### [KUTIPAN HALAMAN]
===

BERNASNEWS – Puluhan warga Dusun Plumutan, Kalurahan Mulyodadi, Kapanewon Bambanglipuro, Bantul, mendatangi sebuah peternakan babi yang berada di tengah permukiman mereka, Selasa (15/4/2025).
Aksi ini dipicu oleh bau tak sedap yang ditimbulkan peternakan tersebut, yang dinilai telah mengganggu kenyamanan dan kesehatan warga sekitar.
Koordinator aksi, Sigit Afrianto, menegaskan bahwa warga tidak berniat menzalimi pemilik peternakan. Warga hanya menuntut hak untuk hidup di lingkungan yang bersih dan sehat.
“Warga tetap bersikap santun. Kami tidak pernah melakukan tindakan anarkis terhadap pemilik atau keluarganya. Bahkan anaknya pun kami terima dengan baik,” ujar Sigit saat berorasi di lokasi.
Menurut Sigit, warga mempermasalahkan dampak lingkungan dari peternakan tersebut, bukan personal pemiliknya. Ia menilai pemilik peternakan, Nindarto, justru tidak bersosialisasi dan tidak pernah menghadiri rapat RT.

===

### [Data anotasi berbasis titik]
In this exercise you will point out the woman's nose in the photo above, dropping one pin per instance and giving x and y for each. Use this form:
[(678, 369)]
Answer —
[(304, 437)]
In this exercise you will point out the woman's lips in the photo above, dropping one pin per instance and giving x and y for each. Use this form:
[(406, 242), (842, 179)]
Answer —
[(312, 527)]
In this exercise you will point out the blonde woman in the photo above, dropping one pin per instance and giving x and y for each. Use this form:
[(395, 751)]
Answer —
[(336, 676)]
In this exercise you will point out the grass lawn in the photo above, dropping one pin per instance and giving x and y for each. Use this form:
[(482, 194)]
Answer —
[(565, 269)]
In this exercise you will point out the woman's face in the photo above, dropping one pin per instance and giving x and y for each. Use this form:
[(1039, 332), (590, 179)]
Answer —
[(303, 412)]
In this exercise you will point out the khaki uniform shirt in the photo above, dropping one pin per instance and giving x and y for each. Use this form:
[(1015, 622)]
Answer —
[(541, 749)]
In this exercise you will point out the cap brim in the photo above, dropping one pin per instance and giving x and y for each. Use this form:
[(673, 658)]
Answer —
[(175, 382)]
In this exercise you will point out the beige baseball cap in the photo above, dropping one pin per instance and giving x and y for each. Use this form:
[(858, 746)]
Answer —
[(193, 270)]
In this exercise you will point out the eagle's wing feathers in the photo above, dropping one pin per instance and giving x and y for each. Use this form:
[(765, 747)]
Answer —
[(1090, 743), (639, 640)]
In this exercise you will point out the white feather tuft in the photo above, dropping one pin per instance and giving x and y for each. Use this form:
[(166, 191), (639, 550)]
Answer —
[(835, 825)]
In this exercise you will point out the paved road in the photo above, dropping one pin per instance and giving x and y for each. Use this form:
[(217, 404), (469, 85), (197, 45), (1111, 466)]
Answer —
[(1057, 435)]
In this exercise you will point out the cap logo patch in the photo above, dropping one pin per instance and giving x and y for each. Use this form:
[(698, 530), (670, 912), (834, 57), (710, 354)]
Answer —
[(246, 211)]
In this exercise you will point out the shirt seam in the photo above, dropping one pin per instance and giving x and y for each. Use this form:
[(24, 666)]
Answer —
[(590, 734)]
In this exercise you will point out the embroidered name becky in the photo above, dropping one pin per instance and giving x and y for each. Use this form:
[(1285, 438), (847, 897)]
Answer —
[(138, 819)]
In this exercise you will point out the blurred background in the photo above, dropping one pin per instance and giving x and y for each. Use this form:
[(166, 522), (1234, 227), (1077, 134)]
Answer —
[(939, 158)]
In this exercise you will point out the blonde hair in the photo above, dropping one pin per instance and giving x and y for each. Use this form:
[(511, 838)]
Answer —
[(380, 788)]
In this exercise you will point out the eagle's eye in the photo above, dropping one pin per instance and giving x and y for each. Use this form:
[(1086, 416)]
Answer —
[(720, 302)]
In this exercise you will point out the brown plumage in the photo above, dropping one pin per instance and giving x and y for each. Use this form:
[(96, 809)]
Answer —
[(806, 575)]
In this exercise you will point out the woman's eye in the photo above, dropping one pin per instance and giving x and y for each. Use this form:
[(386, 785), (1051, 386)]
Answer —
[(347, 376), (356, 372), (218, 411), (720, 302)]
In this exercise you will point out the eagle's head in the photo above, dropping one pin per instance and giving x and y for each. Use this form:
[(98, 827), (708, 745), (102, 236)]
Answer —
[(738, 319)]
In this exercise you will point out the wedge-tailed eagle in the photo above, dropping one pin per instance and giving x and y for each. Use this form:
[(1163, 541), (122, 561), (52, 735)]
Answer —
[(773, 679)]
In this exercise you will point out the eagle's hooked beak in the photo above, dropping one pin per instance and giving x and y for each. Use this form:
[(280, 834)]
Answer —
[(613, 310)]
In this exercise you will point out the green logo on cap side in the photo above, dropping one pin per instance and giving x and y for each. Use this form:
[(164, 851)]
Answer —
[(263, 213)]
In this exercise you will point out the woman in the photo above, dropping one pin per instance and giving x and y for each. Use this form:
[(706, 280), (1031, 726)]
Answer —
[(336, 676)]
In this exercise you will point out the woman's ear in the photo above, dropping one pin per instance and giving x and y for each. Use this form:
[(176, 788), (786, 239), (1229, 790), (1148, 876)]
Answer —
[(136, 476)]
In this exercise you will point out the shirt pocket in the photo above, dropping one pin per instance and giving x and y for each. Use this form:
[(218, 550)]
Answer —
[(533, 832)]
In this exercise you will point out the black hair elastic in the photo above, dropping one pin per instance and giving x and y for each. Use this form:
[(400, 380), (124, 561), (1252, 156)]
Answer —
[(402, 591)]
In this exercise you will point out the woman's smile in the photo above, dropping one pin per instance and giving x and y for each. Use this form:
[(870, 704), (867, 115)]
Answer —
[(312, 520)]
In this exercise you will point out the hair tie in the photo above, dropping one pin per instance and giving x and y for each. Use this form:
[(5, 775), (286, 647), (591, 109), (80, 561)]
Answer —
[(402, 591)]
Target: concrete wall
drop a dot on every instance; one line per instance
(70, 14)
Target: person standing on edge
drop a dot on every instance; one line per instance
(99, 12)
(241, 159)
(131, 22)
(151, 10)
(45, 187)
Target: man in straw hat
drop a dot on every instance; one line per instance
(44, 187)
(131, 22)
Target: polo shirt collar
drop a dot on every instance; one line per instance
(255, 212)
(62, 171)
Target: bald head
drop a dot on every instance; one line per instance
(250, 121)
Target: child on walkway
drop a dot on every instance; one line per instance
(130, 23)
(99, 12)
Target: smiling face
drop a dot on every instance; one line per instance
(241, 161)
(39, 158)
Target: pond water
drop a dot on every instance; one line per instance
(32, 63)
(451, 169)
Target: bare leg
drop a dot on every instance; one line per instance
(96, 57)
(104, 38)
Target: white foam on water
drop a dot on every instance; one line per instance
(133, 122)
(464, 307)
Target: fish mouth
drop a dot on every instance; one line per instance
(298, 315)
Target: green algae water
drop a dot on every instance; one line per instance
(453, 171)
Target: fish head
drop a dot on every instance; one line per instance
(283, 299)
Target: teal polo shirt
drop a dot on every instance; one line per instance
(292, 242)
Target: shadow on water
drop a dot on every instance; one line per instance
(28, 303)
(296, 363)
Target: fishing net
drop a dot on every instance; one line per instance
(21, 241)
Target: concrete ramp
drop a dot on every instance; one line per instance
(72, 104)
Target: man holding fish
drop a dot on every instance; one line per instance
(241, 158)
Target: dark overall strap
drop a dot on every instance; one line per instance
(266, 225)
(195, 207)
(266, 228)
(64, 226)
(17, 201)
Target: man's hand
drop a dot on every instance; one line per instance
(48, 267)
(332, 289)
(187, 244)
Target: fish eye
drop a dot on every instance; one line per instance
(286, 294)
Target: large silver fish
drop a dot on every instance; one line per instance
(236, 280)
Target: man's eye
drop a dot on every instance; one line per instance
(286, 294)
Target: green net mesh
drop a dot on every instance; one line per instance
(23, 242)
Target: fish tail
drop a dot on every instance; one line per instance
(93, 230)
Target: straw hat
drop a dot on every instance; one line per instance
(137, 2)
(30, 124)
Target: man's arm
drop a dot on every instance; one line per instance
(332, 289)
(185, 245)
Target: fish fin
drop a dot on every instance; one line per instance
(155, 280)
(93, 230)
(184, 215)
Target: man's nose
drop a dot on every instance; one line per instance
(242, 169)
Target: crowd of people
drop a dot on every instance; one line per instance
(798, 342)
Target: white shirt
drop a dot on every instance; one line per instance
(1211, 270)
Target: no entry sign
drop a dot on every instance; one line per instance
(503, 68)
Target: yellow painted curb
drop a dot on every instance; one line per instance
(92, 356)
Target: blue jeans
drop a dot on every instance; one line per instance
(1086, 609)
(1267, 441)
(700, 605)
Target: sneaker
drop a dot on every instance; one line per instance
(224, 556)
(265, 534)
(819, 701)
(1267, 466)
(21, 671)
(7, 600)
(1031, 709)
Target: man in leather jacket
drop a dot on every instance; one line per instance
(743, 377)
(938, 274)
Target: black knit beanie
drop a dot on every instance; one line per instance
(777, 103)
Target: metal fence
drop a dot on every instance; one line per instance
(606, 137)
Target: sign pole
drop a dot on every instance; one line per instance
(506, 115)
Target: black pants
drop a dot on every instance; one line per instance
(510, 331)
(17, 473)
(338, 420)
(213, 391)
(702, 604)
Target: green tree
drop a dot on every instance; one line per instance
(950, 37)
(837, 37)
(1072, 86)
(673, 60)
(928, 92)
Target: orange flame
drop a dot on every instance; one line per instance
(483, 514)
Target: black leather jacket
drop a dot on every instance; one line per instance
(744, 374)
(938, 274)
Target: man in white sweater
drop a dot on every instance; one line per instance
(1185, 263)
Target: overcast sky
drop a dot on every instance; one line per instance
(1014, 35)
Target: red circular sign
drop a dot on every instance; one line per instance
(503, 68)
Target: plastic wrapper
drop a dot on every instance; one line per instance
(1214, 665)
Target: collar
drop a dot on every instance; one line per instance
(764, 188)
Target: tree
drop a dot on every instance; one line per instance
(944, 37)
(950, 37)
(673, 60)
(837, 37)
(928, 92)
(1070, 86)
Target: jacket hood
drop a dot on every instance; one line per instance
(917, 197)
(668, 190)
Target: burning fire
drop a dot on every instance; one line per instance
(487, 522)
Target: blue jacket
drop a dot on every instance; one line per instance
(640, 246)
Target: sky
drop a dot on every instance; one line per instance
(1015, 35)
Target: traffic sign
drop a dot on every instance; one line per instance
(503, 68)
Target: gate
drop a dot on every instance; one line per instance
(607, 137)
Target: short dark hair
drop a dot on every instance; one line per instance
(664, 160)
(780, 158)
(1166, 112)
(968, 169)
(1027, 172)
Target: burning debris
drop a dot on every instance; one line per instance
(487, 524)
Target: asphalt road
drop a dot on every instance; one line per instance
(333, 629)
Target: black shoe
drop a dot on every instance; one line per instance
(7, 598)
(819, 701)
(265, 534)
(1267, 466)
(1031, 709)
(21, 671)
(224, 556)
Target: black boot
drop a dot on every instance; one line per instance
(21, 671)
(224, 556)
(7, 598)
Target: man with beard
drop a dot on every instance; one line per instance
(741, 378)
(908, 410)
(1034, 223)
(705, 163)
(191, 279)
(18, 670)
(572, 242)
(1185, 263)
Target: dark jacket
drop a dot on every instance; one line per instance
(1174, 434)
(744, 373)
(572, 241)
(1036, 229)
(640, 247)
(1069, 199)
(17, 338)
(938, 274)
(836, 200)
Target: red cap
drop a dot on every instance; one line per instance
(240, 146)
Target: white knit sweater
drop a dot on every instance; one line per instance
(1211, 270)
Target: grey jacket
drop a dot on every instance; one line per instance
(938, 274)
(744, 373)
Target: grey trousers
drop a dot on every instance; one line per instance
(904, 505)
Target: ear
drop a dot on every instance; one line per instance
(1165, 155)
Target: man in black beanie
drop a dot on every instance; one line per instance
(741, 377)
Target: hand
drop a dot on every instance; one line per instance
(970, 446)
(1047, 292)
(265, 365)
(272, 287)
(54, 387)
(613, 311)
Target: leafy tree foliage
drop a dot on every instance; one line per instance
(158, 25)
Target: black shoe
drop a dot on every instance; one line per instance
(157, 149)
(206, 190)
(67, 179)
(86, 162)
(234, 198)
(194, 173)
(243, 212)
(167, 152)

===

### [TUJUAN TUGAS]
**1)** Dalam berita tentang peternakan babi, siapa nama pemilik peternakan yang didatangi warga?
**2)** Cetak bagian berita tentang peternakan babi di antara "Aksi ini dipicu" dan "berorasi di lokasi.", termasuk kedua bagian itu.
Data tersebut sama sekali tidak berkaitan dengan berita tentang peternakan babi ini.

### [JAWABAN TERSEDIA]
**1)** Nindarto.

**2)**
Aksi ini dipicu oleh bau tak sedap yang ditimbulkan peternakan tersebut, yang dinilai telah mengganggu kenyamanan dan kesehatan warga sekitar.
Koordinator aksi, Sigit Afrianto, menegaskan bahwa warga tidak berniat menzalimi pemilik peternakan. Warga hanya menuntut hak untuk hidup di lingkungan yang bersih dan sehat.
“Warga tetap bersikap santun. Kami tidak pernah melakukan tindakan anarkis terhadap pemilik atau keluarganya. Bahkan anaknya pun kami terima dengan baik,” ujar Sigit saat berorasi di lokasi.